Problem to solve>
Copy the records from the line containing "[locate] blackened bark" through the end of the records, keeping every line, and shift each answer's point coordinates by adding 134 to both numbers.

Exercise material>
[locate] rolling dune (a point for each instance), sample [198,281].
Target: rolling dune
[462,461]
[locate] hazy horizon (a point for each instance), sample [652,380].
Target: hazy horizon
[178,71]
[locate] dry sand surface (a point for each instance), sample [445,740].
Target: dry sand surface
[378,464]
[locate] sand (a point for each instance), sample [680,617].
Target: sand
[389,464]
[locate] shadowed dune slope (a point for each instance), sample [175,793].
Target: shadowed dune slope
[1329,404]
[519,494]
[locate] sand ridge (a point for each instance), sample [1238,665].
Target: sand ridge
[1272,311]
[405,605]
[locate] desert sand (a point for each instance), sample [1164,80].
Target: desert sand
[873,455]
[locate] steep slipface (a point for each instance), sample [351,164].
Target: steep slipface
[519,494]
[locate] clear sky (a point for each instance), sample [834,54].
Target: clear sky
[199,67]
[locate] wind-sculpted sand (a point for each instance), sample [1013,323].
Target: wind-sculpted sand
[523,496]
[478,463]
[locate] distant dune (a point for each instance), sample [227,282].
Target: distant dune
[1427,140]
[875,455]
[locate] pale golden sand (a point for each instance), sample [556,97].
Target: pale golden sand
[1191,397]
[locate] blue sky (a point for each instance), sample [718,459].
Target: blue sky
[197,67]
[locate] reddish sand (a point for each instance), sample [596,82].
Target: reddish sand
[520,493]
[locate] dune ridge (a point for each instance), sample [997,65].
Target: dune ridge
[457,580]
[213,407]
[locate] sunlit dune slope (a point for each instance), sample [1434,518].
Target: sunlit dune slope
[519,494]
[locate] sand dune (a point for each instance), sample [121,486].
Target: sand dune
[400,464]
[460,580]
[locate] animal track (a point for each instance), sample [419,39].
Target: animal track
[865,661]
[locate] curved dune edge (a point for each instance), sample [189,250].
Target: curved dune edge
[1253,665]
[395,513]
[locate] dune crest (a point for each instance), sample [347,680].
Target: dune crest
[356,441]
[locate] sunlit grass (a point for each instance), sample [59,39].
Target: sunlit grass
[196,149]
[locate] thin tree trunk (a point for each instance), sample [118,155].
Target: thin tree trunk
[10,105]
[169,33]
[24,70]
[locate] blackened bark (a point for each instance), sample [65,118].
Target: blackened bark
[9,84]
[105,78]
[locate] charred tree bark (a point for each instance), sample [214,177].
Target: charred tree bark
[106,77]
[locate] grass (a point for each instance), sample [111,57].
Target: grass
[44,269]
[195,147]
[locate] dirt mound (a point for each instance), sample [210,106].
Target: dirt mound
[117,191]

Answer to this problem>
[locate] blackened bark (a point for each instance), sample [65,118].
Target: blackened bark
[143,218]
[239,212]
[locate] charred tree bark (a point for each instance), sample [214,177].
Target: charred tree bark
[240,211]
[locate] grass (a point for each instance), sample [111,57].
Target: grass
[178,403]
[329,281]
[locate] dirt mound (a point for each instance), sample [210,106].
Target: dirt mound
[251,325]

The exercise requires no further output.